───── ARTICOLO ─────

Venerdì. Dopo la notte di veglia, si lascia l’Imbomon per il luogo in cui il Signore pregò, secondo Lc 22,41. C’è una chiesa: vescovo e popolo vi entrano per cantare un inno, leggere un passo del Vangelo e pregare. «Poi, fra gli inni, tutti, fino al bambino più piccolo, a piedi insieme col vescovo scendono nel Getsemani». La folla è stanca, cammina piano piano inneggiando e discendendo da un monte così alto (la fatica e l’emozione evidentemente dilatano le proporzioni della realtà). Più di duecento candele rischiarano la chiesa in cui si prega prima che venga letta la pagina della cattura del Signore. È un altro momento forte di commozione collettiva: il popolo geme e si lamenta, piange: «forse ? scrive Egeria ? fino in città si riesce ad udire il lamento di tutta la folla».

─────

COMPITI DA SVOLGERE »
(a) Indica se ciascuna affermazione concorda con l'articolo sul Venerdì descritto da Egeria, rispondendo sì o no e citando le parole decisive: (i) più di duecento candele illuminano la chiesa in cui si prega; (ii) i bambini restano indietro mentre il vescovo scende nel Getsemani; (iii) la folla scende di corsa.
(b) Riprendi l'articolo sul Venerdì descritto da Egeria a partire dall'ultima frase riportata.

───── ELENCO DEI DATI ─────

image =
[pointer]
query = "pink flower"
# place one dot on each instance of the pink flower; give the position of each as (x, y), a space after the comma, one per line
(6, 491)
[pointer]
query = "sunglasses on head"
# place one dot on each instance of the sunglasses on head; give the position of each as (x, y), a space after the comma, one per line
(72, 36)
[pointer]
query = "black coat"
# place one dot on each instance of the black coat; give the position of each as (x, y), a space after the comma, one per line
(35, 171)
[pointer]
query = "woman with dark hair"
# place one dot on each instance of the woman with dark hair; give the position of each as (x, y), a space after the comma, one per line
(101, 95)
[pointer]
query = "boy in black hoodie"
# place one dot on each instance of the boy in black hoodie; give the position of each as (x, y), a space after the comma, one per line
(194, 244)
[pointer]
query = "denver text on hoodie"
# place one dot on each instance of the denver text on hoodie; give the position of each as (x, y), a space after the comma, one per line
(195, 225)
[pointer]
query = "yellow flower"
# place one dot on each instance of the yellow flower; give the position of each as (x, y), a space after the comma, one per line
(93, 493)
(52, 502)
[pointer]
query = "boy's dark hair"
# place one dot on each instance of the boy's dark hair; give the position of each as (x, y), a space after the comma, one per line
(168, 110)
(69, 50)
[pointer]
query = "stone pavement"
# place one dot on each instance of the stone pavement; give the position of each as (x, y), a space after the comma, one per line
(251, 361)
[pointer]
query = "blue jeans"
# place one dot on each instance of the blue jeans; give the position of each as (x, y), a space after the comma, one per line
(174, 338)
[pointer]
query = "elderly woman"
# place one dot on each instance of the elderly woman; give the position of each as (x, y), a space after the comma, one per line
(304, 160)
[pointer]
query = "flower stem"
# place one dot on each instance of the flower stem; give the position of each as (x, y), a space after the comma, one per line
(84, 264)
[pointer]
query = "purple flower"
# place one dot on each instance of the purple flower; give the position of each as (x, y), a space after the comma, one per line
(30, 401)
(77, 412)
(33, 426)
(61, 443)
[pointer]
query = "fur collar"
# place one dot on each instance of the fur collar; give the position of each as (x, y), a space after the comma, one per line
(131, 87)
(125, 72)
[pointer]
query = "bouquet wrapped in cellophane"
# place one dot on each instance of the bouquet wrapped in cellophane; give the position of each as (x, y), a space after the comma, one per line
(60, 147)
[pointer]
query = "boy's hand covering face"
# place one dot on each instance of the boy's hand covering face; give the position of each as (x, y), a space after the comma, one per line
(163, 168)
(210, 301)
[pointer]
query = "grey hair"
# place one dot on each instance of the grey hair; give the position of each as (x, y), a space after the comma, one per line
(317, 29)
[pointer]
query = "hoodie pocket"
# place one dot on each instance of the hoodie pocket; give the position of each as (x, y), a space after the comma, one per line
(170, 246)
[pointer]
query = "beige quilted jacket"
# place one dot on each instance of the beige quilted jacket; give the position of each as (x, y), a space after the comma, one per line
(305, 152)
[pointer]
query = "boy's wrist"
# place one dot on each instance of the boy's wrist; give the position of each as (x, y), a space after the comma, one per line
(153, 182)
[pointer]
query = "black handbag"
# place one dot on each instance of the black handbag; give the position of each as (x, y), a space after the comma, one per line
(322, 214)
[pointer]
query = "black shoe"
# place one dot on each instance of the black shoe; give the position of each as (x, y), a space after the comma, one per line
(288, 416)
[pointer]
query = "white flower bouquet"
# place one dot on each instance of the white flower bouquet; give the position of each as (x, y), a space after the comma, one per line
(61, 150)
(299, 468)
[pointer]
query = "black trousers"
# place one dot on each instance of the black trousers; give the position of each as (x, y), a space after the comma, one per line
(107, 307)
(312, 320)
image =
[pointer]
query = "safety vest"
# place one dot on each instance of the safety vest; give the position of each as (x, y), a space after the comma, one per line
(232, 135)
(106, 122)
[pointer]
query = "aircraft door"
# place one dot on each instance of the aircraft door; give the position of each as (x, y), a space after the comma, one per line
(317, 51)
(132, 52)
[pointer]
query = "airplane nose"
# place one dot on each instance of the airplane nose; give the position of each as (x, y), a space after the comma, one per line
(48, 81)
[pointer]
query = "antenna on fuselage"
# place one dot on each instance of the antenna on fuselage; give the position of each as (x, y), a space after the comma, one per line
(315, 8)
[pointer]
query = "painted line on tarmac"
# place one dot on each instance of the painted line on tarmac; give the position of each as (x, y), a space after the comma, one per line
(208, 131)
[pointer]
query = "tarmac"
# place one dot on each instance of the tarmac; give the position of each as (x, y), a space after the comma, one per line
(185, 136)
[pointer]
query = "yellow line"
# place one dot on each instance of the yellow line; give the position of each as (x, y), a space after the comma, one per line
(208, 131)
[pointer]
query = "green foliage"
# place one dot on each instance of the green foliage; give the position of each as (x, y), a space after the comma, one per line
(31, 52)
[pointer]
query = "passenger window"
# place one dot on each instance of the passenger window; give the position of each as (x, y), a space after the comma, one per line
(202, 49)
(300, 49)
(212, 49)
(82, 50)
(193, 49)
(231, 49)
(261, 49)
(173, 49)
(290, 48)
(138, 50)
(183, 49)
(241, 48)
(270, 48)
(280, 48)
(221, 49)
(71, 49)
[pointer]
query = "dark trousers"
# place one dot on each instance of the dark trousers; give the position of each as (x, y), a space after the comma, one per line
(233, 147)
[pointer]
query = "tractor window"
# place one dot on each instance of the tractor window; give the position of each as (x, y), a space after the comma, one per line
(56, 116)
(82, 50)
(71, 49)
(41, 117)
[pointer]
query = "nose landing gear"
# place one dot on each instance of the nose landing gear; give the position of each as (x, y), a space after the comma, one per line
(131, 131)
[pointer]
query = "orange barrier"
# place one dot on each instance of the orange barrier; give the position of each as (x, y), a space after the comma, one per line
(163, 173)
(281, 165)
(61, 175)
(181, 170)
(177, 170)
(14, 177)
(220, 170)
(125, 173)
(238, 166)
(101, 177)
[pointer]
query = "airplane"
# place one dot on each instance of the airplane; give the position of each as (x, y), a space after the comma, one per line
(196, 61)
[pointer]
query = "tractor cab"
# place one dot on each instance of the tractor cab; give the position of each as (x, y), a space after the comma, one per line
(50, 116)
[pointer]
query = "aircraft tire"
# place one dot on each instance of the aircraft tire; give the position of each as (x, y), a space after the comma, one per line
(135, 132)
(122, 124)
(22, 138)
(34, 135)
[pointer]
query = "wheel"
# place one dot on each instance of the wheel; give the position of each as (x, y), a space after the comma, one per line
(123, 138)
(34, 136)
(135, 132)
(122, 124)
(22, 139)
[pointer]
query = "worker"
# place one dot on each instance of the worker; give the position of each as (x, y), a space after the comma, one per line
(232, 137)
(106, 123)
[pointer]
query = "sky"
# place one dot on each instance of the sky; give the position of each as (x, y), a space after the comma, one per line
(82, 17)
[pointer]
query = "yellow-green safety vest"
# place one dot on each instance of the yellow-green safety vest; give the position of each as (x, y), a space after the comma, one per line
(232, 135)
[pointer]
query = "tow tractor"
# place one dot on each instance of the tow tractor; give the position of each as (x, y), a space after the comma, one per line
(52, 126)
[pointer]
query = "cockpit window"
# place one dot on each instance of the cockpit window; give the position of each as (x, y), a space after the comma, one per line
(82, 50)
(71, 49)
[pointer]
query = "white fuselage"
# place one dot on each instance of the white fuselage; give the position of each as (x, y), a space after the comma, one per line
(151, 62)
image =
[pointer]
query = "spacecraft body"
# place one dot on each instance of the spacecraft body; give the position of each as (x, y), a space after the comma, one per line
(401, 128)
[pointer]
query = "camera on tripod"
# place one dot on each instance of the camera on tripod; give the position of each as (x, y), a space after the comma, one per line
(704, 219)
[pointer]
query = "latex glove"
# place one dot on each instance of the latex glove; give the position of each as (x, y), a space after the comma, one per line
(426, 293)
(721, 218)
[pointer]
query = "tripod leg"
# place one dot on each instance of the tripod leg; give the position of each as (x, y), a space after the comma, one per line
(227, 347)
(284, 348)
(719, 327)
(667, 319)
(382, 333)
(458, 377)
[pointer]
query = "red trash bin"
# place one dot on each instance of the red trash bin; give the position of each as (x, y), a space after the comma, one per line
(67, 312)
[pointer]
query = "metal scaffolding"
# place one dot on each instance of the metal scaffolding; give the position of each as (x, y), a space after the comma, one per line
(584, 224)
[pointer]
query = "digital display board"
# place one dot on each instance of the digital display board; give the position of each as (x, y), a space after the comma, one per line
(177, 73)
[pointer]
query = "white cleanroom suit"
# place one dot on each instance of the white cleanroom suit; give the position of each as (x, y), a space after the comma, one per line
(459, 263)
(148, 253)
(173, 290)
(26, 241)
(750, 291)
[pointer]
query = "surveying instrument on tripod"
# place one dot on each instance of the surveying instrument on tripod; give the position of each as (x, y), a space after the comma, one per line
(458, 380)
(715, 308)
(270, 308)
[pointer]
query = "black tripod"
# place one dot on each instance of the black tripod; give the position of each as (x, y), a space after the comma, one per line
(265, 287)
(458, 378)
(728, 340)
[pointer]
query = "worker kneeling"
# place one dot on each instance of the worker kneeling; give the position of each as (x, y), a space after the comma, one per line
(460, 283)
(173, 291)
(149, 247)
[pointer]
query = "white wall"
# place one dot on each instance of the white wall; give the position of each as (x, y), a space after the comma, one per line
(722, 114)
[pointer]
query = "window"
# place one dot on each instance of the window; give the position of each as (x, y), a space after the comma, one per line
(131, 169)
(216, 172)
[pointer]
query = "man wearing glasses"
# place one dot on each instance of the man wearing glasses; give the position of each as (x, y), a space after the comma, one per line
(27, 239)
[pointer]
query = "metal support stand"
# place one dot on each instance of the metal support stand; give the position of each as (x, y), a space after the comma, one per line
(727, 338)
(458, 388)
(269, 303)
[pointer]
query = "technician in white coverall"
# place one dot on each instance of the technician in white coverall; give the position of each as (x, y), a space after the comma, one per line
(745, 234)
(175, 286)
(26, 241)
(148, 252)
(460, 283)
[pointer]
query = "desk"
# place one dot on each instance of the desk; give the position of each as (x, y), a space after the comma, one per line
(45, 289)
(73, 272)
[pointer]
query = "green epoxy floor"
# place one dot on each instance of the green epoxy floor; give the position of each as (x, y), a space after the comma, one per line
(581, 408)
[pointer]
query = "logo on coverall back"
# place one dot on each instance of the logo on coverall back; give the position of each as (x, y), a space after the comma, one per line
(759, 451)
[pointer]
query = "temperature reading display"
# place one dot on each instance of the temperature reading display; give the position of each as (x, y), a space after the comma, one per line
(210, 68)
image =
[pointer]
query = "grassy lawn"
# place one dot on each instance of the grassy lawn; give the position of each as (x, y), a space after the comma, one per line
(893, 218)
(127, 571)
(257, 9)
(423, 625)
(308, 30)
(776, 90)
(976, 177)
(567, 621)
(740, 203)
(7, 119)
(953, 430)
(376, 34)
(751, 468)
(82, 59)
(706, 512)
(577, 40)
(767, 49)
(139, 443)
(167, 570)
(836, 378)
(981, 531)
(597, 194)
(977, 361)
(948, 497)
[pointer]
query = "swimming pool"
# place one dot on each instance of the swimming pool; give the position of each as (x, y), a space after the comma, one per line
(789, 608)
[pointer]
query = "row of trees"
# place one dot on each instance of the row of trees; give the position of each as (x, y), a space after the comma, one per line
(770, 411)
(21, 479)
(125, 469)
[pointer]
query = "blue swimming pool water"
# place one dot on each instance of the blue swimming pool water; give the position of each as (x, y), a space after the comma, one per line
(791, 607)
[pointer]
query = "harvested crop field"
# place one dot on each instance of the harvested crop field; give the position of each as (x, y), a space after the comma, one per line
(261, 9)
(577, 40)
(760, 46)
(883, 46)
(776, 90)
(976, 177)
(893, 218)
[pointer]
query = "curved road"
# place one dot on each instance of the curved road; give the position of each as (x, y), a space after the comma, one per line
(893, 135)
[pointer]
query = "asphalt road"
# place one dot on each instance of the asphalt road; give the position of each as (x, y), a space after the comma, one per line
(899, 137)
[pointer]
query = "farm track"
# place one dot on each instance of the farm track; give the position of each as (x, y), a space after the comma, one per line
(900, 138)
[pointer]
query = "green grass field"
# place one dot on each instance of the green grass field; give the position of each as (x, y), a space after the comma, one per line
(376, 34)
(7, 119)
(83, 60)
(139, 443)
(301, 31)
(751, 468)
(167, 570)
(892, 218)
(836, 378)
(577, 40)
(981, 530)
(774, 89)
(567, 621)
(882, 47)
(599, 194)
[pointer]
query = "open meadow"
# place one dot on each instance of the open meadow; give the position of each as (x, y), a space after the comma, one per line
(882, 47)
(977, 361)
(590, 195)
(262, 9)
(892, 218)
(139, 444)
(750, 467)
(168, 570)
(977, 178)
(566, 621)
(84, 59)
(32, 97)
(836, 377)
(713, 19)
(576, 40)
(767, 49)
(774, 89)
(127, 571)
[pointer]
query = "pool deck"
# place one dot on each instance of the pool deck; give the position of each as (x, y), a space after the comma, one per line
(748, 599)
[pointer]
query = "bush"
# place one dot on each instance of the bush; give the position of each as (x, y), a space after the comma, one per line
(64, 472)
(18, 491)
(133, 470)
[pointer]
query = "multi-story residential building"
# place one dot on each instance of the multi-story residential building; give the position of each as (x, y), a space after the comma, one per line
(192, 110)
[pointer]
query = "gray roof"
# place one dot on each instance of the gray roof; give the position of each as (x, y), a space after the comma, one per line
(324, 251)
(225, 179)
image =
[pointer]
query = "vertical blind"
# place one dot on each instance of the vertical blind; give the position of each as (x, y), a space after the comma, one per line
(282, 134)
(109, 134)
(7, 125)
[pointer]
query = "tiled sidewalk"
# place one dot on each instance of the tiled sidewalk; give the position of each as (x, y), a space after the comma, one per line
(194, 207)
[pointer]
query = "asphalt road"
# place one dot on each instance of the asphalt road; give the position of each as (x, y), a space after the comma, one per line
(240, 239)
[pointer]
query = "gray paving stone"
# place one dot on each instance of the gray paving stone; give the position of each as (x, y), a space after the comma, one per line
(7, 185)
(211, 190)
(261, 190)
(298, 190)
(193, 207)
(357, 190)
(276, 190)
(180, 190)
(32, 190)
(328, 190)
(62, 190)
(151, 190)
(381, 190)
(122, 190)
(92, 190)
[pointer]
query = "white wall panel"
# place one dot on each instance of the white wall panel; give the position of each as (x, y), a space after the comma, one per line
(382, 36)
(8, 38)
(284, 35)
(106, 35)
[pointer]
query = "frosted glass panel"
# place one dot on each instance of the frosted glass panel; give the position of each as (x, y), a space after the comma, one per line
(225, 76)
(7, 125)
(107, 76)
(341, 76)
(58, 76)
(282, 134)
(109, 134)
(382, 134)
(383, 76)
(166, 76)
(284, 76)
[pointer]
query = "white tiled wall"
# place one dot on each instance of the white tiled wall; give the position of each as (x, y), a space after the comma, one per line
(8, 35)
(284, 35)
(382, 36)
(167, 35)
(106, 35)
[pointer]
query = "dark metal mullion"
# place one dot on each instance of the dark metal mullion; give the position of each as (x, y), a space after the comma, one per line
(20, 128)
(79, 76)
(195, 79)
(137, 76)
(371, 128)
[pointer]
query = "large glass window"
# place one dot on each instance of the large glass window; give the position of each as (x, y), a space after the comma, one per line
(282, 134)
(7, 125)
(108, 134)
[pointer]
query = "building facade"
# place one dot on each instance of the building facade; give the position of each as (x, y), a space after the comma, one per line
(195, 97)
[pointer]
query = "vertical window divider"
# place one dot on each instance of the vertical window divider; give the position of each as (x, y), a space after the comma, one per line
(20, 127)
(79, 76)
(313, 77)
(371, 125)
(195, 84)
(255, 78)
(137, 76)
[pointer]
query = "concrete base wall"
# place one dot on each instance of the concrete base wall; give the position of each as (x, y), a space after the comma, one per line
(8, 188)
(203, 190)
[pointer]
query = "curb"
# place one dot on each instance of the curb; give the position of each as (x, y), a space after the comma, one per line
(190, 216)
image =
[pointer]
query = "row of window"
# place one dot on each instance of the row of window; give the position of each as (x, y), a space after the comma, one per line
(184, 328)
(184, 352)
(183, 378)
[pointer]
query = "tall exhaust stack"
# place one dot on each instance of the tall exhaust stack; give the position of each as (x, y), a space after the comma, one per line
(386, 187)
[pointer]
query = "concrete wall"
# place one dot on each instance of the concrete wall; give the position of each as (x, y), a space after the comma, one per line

─────

RISULTATI DEI COMPITI »
(a) (i) Sì: «Più di duecento candele rischiarano la chiesa in cui si prega». (ii) No: «tutti, fino al bambino più piccolo, a piedi insieme col vescovo scendono nel Getsemani». (iii) No: «cammina piano piano».

(b)
Si arriva a piedi a Gerusalemme alle prime luci del giorno: la si attraversa per intero dalla porta fino al Golgota e alla Croce. È già chiaro quando davanti alla Croce stessa viene letto il brano del Vangelo in cui il Signore è condotto davanti a Pilato. Il vescovo si rivolge al popolo «per incoraggiarlo, perché le persone per tutta la notte si sono affaticate e ancora dovranno faticare in quel giorno: che non si stanchi, ma abbia la speranza in Dio, che per quella fatica renderà loro una ricompensa più grande». Esorta ad andare a riposarsi a casa, per poi tornare alla seconda ora del giorno ad adorare il santo legno della croce e pregare poi fino a notte.
Non è ancora sorto il sole; dopo il congedo tutti di slancio vanno a Sion, a pregare presso la colonna della flagellazione. Quindi, dopo un breve riposo, viene messo sul Golgota un seggio per il vescovo, proprio dietro la Croce; davanti al lui su un tavolo coperto da un panno di lino vien esposto un cofanetto di legno dorato nel quale è il santo legno della croce. La reliquia viene tolta e offerta al bacio dei fedeli, che rendono identico omaggio all’anello del re Salomone e all’ampolla che serviva per l’unzione dei re (è evidente il richiamo alla regalità di Cristo).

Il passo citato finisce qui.